[AIM OF THE EXERCISE] Retype everything in the listing, leaving each line exactly as it is.

[DATA SECTION]
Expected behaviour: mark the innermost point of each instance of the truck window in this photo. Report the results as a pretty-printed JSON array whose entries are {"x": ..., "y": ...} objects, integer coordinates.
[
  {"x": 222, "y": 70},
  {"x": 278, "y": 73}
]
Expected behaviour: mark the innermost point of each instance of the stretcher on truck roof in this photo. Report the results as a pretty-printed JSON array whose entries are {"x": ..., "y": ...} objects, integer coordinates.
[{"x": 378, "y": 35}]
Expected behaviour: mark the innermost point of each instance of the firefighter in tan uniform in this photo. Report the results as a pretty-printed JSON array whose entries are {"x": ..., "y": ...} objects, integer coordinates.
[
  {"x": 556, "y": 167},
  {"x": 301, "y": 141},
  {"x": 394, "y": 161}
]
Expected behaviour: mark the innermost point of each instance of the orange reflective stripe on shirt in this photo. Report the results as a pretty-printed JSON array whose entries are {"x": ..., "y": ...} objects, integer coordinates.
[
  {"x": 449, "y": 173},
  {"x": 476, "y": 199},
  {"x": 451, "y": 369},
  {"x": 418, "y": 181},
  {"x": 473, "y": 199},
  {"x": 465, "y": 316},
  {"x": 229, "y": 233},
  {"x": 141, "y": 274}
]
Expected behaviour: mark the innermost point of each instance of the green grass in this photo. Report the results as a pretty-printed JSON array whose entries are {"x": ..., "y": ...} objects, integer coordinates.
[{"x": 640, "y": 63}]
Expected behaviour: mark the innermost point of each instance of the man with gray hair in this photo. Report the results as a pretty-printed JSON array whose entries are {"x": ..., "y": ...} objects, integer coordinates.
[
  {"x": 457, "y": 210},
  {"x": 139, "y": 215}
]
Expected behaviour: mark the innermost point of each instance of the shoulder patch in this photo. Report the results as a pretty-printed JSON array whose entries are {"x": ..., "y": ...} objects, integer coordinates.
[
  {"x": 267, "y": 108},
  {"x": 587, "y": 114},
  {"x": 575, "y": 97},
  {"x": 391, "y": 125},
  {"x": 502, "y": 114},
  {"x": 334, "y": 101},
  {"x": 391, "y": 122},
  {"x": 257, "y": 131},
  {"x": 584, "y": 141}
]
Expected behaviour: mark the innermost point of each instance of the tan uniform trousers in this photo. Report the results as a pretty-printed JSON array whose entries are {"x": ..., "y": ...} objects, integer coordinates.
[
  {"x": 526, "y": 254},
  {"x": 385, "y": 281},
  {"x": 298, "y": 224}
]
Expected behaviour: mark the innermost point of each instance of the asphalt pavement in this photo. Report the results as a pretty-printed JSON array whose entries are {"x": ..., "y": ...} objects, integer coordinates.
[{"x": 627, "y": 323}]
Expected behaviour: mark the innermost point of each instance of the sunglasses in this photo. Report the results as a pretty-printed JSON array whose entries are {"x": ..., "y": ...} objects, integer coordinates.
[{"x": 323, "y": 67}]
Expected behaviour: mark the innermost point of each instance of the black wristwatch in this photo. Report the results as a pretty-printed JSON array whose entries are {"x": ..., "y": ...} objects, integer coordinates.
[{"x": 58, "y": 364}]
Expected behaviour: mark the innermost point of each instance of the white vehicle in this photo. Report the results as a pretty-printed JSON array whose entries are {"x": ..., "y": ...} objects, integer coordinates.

[ANSWER TO THE EXERCISE]
Expected behaviour: mark the innermost point of each instance of the truck window in this photo. Report the results as a pretty-printed JSON array whose entries are {"x": ..., "y": ...} objects, integer coordinates.
[
  {"x": 222, "y": 70},
  {"x": 278, "y": 73}
]
Expected behaviour: mark the innermost point of each instance of the stretcher on truck roof in this photo. Report the results as a pretty-printed JSON array whose entries are {"x": ..., "y": ...} objects, integer coordinates.
[{"x": 378, "y": 35}]
Expected behaviour: mark the innermost point of each instance of the firefighter in tan uniform in this photo. Report the results as a pretty-printed JSON array whose entries are {"x": ..., "y": ...} objects, integer coordinates.
[
  {"x": 556, "y": 167},
  {"x": 301, "y": 141},
  {"x": 394, "y": 161}
]
Expected behaviour: mark the innermost point of each instance of the orange reflective stripe on shirt in this photo. Report the results as a pretty-printed JSON array whose entries are {"x": ..., "y": ...} objects, integer coordinates.
[
  {"x": 449, "y": 173},
  {"x": 476, "y": 199},
  {"x": 451, "y": 369},
  {"x": 418, "y": 181},
  {"x": 473, "y": 199},
  {"x": 465, "y": 316},
  {"x": 229, "y": 233},
  {"x": 141, "y": 274}
]
Expected behaviour: mark the innermost point of each instance of the green grass in this photo. Report the results as a pretty-printed JSON array whose entries are {"x": ..., "y": ...} objects, integer coordinates.
[{"x": 640, "y": 63}]
Expected behaviour: mark the innermost point of each instance of the man with gray hair in this photo. Report the results as a pretty-printed JSON array whose entries are {"x": ..., "y": ...} objects, integer coordinates.
[
  {"x": 457, "y": 210},
  {"x": 139, "y": 215}
]
Expected behaviour: mark the innermost point of each instance of the shoulder patch in this photo. Report the results as a pretty-printed JSON array whose entries are {"x": ..., "y": ...} objects, integer coordinates.
[
  {"x": 267, "y": 108},
  {"x": 587, "y": 114},
  {"x": 575, "y": 97},
  {"x": 391, "y": 125},
  {"x": 502, "y": 114},
  {"x": 334, "y": 101},
  {"x": 391, "y": 122},
  {"x": 257, "y": 131},
  {"x": 584, "y": 141}
]
Expected behaviour: mark the innermost point of each instance of the tan uniform trousers in this photo. Report the results as a pretty-printed JSON array whose entries are {"x": ..., "y": ...} objects, integer coordinates.
[
  {"x": 526, "y": 254},
  {"x": 385, "y": 281},
  {"x": 298, "y": 224}
]
Expected behaviour: mark the innermost point of each instance of the asphalt pavement in this photo. Report the results as a pretty-printed JSON array whose entries are {"x": ..., "y": ...} objects, integer coordinates.
[{"x": 627, "y": 323}]
Expected behaviour: mark the innermost point of each instance of the sunglasses in this photo. Report the results as a pretty-printed JSON array whose entries are {"x": ..., "y": ...} objects, integer coordinates.
[{"x": 323, "y": 67}]
Expected behaviour: mark the innermost point of each instance of the black wristwatch in this photo. Report the results as a pretty-printed JSON array whose entries are {"x": ..., "y": ...} objects, integer coordinates.
[{"x": 58, "y": 364}]
Expected behaviour: mark the innermost point of each instance of the white vehicle in this photo. Report the results as a pretty-printed JSON array whose entries are {"x": ..., "y": ...} objects, integer coordinates.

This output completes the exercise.